__REQUIREMENT__. Gather every line below that contains the string "vegetation" and copy each one in full. Treat uppercase and lowercase as different.

Dataset excerpts on pointing to objects
--

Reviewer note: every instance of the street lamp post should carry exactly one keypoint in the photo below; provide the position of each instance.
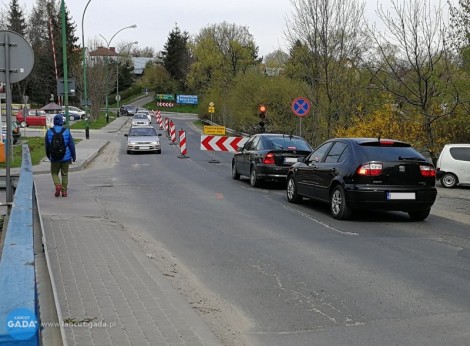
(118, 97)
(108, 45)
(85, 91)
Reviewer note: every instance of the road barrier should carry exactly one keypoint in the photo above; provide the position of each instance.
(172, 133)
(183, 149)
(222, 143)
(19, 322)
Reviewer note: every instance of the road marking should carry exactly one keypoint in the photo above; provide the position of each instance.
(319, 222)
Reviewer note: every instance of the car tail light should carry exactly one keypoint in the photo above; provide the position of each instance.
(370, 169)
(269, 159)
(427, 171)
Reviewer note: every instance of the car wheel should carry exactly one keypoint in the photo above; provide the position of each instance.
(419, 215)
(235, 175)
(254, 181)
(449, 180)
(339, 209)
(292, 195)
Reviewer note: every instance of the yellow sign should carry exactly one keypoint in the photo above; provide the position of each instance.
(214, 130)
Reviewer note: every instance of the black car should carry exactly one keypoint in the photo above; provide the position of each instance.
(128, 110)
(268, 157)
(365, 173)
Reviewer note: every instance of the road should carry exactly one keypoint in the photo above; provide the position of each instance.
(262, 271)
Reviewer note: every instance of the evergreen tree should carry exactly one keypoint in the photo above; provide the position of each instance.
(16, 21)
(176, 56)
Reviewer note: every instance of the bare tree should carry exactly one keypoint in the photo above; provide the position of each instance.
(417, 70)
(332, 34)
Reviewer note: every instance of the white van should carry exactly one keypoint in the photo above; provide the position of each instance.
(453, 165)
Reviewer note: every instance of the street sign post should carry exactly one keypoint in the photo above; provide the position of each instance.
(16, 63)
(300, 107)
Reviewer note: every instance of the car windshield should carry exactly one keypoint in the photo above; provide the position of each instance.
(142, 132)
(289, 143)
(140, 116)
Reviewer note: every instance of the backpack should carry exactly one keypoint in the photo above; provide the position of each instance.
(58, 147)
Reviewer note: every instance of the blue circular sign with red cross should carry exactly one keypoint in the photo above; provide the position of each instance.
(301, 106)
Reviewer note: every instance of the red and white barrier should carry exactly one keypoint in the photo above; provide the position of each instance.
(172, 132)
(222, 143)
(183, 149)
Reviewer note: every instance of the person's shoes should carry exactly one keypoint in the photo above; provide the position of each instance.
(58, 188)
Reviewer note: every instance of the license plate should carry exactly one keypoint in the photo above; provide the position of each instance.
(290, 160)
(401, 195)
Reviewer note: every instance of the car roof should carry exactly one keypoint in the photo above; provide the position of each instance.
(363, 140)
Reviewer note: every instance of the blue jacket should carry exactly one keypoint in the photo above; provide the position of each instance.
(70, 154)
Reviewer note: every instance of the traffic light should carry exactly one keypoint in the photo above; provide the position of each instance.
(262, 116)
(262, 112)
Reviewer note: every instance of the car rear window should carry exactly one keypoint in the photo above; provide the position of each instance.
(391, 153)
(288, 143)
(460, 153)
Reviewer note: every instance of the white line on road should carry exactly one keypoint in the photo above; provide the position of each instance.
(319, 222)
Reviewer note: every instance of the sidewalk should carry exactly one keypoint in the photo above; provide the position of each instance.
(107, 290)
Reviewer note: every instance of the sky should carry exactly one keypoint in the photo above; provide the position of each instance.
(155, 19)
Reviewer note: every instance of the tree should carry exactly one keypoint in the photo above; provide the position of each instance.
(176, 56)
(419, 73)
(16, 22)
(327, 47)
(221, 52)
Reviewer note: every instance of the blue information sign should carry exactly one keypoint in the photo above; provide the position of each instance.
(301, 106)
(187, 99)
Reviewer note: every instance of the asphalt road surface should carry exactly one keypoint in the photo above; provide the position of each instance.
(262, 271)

--

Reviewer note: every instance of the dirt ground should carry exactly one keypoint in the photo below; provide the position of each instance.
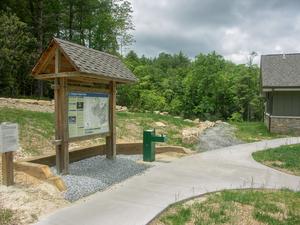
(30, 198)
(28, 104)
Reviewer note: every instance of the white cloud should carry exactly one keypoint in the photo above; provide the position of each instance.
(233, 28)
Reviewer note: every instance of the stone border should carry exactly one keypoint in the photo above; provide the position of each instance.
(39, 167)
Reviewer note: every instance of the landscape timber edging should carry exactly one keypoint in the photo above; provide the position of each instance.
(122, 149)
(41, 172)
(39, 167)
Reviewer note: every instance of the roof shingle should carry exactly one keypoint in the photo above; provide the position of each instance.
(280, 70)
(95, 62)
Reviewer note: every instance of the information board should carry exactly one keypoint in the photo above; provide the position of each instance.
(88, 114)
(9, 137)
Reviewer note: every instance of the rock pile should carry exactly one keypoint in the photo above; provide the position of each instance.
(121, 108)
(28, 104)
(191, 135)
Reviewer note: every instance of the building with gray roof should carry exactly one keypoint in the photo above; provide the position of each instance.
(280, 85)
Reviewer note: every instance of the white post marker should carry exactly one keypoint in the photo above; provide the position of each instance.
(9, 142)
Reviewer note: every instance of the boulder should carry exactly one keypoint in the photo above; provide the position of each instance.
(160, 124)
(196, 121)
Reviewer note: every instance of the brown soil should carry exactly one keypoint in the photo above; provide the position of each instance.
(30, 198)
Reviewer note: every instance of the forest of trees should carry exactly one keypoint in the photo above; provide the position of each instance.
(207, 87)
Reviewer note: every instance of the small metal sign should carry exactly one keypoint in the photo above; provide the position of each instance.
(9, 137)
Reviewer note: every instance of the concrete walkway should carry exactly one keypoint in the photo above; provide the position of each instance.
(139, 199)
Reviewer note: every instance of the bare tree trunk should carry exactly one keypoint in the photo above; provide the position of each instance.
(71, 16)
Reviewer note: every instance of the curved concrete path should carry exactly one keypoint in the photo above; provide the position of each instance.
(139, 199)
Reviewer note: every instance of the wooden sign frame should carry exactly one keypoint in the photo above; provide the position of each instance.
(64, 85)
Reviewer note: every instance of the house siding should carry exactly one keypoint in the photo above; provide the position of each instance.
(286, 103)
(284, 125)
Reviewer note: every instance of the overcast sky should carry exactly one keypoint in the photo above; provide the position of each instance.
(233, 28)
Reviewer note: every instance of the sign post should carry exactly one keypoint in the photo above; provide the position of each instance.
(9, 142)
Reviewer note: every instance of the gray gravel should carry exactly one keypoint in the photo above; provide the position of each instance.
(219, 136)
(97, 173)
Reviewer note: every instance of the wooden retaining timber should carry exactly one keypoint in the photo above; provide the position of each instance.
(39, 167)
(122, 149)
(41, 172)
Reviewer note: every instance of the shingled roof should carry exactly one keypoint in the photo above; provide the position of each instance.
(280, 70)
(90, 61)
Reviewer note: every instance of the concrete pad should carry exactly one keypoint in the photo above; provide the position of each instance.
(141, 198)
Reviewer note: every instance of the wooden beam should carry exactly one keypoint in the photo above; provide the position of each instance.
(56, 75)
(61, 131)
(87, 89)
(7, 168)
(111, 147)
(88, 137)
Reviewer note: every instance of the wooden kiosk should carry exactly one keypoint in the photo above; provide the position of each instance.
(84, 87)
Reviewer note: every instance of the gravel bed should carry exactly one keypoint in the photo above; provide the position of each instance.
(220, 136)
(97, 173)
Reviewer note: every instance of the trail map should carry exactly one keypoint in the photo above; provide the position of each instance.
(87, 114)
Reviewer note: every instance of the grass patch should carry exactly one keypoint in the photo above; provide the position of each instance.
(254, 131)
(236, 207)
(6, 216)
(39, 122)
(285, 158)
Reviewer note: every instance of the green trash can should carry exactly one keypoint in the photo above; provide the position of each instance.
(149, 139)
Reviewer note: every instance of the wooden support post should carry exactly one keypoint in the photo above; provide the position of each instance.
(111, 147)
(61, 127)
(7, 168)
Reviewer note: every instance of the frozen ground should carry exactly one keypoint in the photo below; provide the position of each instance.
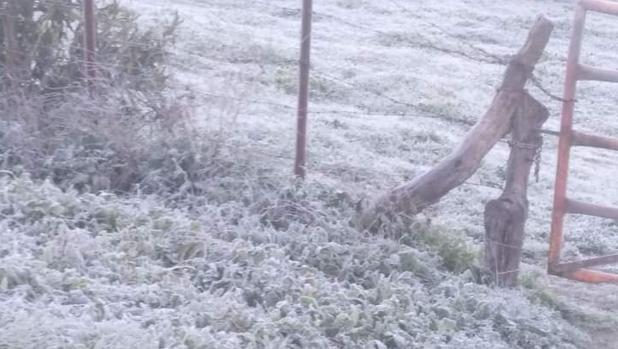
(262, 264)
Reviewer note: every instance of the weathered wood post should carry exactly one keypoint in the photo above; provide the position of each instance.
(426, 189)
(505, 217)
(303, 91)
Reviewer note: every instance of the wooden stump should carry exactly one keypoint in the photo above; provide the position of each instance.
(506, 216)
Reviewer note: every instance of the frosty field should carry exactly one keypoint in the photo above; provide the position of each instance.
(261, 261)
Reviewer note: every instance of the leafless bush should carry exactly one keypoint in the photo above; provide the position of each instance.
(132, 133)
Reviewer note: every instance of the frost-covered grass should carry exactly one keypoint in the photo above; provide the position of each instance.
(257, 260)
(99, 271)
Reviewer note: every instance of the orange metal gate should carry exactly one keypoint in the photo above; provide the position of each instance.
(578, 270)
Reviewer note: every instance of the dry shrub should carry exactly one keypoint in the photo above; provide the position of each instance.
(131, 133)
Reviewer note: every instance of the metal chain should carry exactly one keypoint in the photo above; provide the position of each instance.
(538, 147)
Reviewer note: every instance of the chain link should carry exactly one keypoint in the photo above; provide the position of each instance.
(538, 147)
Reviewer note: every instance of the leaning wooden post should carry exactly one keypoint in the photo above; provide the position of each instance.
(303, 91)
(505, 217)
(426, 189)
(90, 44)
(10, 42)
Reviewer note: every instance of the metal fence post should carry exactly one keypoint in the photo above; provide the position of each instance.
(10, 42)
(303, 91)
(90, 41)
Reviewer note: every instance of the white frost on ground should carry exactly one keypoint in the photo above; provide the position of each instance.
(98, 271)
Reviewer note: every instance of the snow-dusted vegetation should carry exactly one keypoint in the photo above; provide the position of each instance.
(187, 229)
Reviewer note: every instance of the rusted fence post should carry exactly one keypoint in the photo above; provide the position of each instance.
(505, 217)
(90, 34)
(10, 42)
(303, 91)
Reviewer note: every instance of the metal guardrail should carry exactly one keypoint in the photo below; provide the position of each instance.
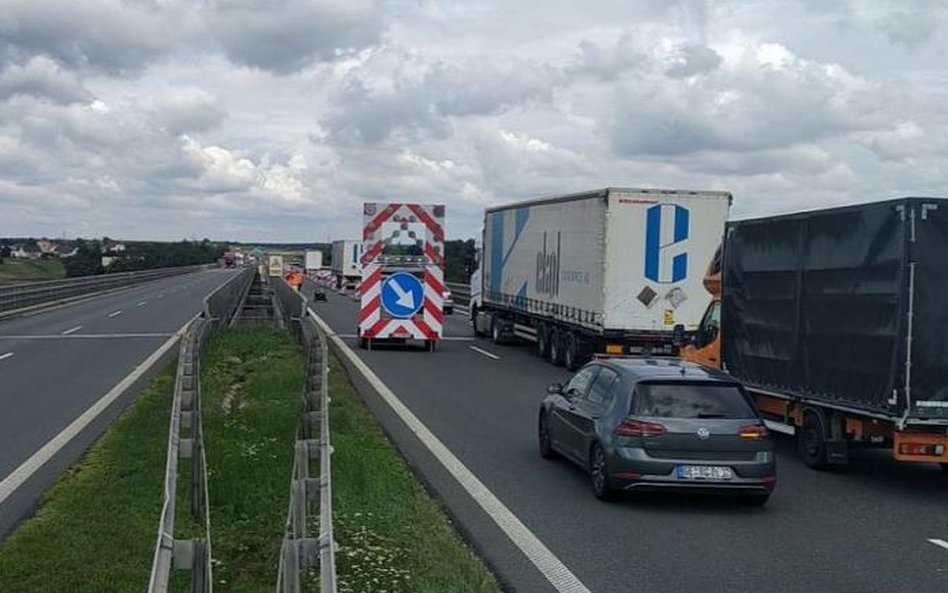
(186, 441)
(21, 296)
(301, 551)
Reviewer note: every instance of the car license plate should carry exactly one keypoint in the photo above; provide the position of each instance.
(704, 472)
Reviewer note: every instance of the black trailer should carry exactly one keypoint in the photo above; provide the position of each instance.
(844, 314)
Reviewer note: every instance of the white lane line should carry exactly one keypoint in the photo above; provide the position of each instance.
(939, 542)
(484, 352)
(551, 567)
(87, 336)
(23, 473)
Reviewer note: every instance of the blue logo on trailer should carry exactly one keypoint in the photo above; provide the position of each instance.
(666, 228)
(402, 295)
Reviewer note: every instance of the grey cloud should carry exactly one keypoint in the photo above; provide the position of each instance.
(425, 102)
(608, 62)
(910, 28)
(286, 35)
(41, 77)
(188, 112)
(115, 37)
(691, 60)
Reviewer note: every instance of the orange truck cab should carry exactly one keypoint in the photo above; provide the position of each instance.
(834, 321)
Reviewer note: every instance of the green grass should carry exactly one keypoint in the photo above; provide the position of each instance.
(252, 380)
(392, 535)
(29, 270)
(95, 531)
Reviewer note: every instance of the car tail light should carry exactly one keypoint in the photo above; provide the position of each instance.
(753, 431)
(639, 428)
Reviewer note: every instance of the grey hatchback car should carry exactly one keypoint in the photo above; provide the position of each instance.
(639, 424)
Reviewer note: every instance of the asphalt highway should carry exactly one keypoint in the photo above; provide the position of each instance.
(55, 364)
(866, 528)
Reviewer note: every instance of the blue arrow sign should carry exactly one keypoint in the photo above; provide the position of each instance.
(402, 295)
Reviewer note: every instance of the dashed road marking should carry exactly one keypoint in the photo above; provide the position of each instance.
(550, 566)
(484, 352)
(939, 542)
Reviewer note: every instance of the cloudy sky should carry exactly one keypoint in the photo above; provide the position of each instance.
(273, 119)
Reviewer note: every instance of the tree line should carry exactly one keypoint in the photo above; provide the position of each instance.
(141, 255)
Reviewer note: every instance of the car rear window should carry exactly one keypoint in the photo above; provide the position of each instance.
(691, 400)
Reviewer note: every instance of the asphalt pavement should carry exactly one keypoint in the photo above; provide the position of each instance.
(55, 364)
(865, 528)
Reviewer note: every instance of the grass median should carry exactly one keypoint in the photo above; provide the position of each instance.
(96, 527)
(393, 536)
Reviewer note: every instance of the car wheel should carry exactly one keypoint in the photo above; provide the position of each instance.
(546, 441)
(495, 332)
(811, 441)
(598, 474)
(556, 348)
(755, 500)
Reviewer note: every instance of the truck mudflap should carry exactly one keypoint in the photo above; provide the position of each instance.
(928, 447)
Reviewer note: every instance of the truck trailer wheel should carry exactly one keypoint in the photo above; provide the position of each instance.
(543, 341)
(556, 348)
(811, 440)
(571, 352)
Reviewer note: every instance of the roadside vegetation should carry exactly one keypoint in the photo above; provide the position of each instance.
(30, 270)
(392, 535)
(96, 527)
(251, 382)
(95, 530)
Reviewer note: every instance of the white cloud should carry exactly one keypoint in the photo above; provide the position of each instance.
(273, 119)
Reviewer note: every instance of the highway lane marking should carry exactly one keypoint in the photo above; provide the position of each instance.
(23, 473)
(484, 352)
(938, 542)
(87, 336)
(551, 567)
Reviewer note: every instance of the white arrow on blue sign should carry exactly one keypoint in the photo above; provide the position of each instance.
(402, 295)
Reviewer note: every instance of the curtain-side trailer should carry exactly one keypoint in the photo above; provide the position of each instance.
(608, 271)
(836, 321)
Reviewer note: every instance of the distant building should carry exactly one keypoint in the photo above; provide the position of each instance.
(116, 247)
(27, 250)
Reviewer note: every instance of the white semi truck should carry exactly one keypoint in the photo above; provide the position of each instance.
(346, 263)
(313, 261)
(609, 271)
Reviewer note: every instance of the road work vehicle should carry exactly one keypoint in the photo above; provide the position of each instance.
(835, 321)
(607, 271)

--

__CORRECT RESULT__.
Reviewer note: every instance of the snow-dusted vegetation should carry exactly one keypoint in the photo above; provide the position of each instance.
Reviewer note: every instance of the roadside vegetation should carry exactly one keypoint in the photo above; provide the position of each instance.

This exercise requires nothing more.